*Passage provided*:
So this is how is happens: one morning, some devastatingly charming girl emails from Femail, (they're all charming at the Mail, that's their deadly weapon), wanting to run a piece that you have already written and to give you, in return, enough money so that you don't have to work for the next two weeks if you don't want to, and pay the nanny AND buy a bottle of neon pink nail varnish from Models Own.
And you stop and you think "Oh but my photo will be in there, and some really horrifying headline and there will be pictures of my children…"and then you think "yes but this is my job." And then you think "money...". And then you think how pleased your mother always is when you're in the paper, no matter what you've said. And then your husband comes into the room and reads the email over your shoulder and goes "You're going to ask for more money, aren't you? Great job. Don't forget to invoice!"
Then you file your piece and wait. Presently the "edit" comes back to you, which is where they run your normal words through their computer and it comes out in perfect MailSpeak. And you go "fine - can you change this and this?" and they go "sure".
And then you deal once or twice more with women who, as the deadline gets closer and closer, sound more and more tense, as they sit at their desks, talking to you and eating their lunch at 8.30pm, tapping in tiny tweaks here and there - none of which matter because the headline is going to be MY KIDS ARE SO FACKIN BORING YAH???? so the subtle word changes you are insisting on are like dusting the rotary blades of a helicopter that's just crashed into the side of a mountain.
Then the paper comes out the next day and you feel crushed and sick until your husband goes "GREAT job!" and your mother, who quite often looks at you blankly like "which one are you, again?" actually rings up and says "They're talking about your piece on the radio!!!!!!" And then you remember: "money!". And, eventually, you square it all away and forget about it. Until the next time.

*Provided material*:

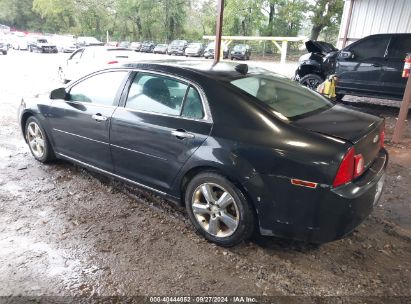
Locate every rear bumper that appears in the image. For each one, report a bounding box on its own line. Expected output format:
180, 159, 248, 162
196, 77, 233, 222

*Jobs*:
a) Please return the passage of the essay on writing for the Mail from "And then you deal" up to and including "the next time.", copied word for word.
b) Check each statement against the essay on writing for the Mail, answering yes or no and quoting the words that settle it: (i) The husband expects the writer to ask for more money. (ii) The edit sends back the writer's normal words unchanged. (iii) The mother phones to say the piece is being discussed on the radio.
c) Carry the essay on writing for the Mail forward from its final sentence.

*Results by task*:
a)
And then you deal once or twice more with women who, as the deadline gets closer and closer, sound more and more tense, as they sit at their desks, talking to you and eating their lunch at 8.30pm, tapping in tiny tweaks here and there - none of which matter because the headline is going to be MY KIDS ARE SO FACKIN BORING YAH???? so the subtle word changes you are insisting on are like dusting the rotary blades of a helicopter that's just crashed into the side of a mountain.
Then the paper comes out the next day and you feel crushed and sick until your husband goes "GREAT job!" and your mother, who quite often looks at you blankly like "which one are you, again?" actually rings up and says "They're talking about your piece on the radio!!!!!!" And then you remember: "money!". And, eventually, you square it all away and forget about it. Until the next time.

b)
(i) Yes: "You're going to ask for more money, aren't you?"
(ii) No: "it comes out in perfect MailSpeak"
(iii) Yes: "They're talking about your piece on the radio!!!!!!"

c)
It helps that I am basically a sloppy hack at heart and don't really mind - not really, otherwise I wouldn't do it. If my children find these pieces later in life and want to have a go at me about it I will simply start charging them rent.
Another girl in my life who doesn't judge me for this kind of caper is a French girl called Amelie, once described to me as the "rudest girl in London" but I don't understand why, because she is simply charming, she is just a bit brisk and French. I think she is terrific.
We went to see her and her husband this weekend for lunch and Amelie calmly went out to the shops to buy some ingredients for Raymond Blanc's much-celebrated Apple tart Maman Blanc and made it while guests were arriving. She had never made it before! And, she declared "I 'aven't cooked anysing for years." I cannot imagine how relaxed you have to be to do something like this.
Anyway it was just fantastic. I didn't help in the actual preparation, I just provided moral support and read out the recipe as she was cooking, which she declared was very helpful but I think she may just have been being nice.
This is how it goes: the precise recipe, including instructions for the shortcrust pastry, can be found on p246 of Kitchen Secrets, or online.
Amelie, like all good French girls, just buys her pastry pre-made. I think she used puff (she herself couldn't remember if she had bought puff or shortcrust - such insouciance!!!) but you really ought to buy shortcrust.
So here we go:
Apple tart 'Maman Blanc'
1 packet shortcrust pastry
3 dessert apples (like a Braeburn or whatever, just not a super-sour cooking apple)
15g unsalted butter
15g caster sugar
11/2 tsp lemon juice
7g Calvados (if you like)
icing sugar, to dust
1 medium egg
100 ml whipping cream
50g caster sugar
1 Roll out your pastry to fit your tart case and have it slightly higher than the rim of the tin because pastry shrinks on cooking. Prick the base with a fork and put in the fridge for 20 min.
2 Preheat the oven and a baking sheet (or any old tin big enough to take the tart tin) to 220C
3 Peel and core the apples and cut each into 10. Lay them closely together and overlapping in a circle in the base of the tart case.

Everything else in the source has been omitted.